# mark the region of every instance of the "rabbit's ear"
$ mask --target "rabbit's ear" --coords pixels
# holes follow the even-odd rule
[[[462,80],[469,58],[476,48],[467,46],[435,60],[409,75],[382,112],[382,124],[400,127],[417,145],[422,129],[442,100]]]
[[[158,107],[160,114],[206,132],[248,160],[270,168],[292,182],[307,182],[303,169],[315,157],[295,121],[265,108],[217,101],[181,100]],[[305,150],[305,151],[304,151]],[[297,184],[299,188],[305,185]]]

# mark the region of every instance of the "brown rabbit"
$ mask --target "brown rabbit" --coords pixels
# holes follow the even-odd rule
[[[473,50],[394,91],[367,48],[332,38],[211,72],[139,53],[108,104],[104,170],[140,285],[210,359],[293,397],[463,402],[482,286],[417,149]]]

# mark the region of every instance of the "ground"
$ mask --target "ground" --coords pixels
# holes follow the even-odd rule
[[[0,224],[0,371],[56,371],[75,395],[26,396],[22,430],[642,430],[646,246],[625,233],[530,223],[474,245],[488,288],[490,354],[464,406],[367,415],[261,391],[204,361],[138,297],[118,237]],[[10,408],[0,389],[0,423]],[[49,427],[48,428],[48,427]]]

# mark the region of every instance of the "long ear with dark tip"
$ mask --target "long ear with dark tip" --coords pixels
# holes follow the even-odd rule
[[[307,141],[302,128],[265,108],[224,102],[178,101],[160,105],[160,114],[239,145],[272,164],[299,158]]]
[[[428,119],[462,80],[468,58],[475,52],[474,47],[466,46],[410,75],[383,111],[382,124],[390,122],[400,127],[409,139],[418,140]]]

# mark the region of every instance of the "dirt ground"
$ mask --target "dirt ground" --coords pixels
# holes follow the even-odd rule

+---+

- DIRECTIONS FOR THIS TASK
Turn all the lines of the rows above into a single numbered list, skipping any blank lines.

- WRITTEN SOLUTION
1. # mark the region of every instance of the "rabbit's ear"
2. $ mask --target "rabbit's ear" --coords pixels
3. # holes follow the even-odd rule
4. [[[462,80],[469,58],[476,48],[467,46],[435,60],[409,75],[382,112],[382,124],[400,127],[417,145],[422,129],[442,100]]]
5. [[[158,107],[160,114],[206,132],[248,160],[270,168],[292,182],[307,182],[303,169],[315,157],[295,121],[265,108],[217,101],[181,100]],[[305,150],[305,151],[304,151]],[[297,184],[299,188],[305,185]]]
6. # mark the region of every instance of the "brown rabbit"
7. $ mask --target "brown rabbit" --coords pixels
8. # holes follow the even-odd rule
9. [[[473,50],[394,91],[367,48],[332,38],[211,72],[139,53],[108,104],[104,170],[140,285],[210,359],[293,397],[463,402],[482,286],[417,149]]]
10. # mark the region of every instance of the "ground"
11. $ mask --target "ground" --coords pixels
12. # holes follow the even-odd rule
13. [[[0,224],[0,371],[56,371],[75,395],[26,396],[22,430],[642,430],[646,246],[625,233],[530,223],[474,245],[488,288],[490,354],[464,406],[367,415],[261,391],[204,361],[138,297],[118,237]],[[10,408],[0,389],[0,423]],[[49,427],[48,428],[48,427]]]
14. # mark the region of every instance of the "long ear with dark tip"
15. $ mask --target "long ear with dark tip" --coords pixels
16. # holes follow the even-odd rule
17. [[[307,141],[302,128],[265,108],[224,102],[178,101],[160,105],[160,114],[239,145],[272,164],[299,158]]]
18. [[[428,119],[462,80],[468,58],[475,52],[474,47],[466,46],[410,75],[383,111],[382,124],[390,122],[400,127],[409,139],[418,140]]]
19. # mark the region of every instance of the "dirt ground"
20. $ mask --target "dirt ground" --coords pixels
21. # holes follow the even-odd rule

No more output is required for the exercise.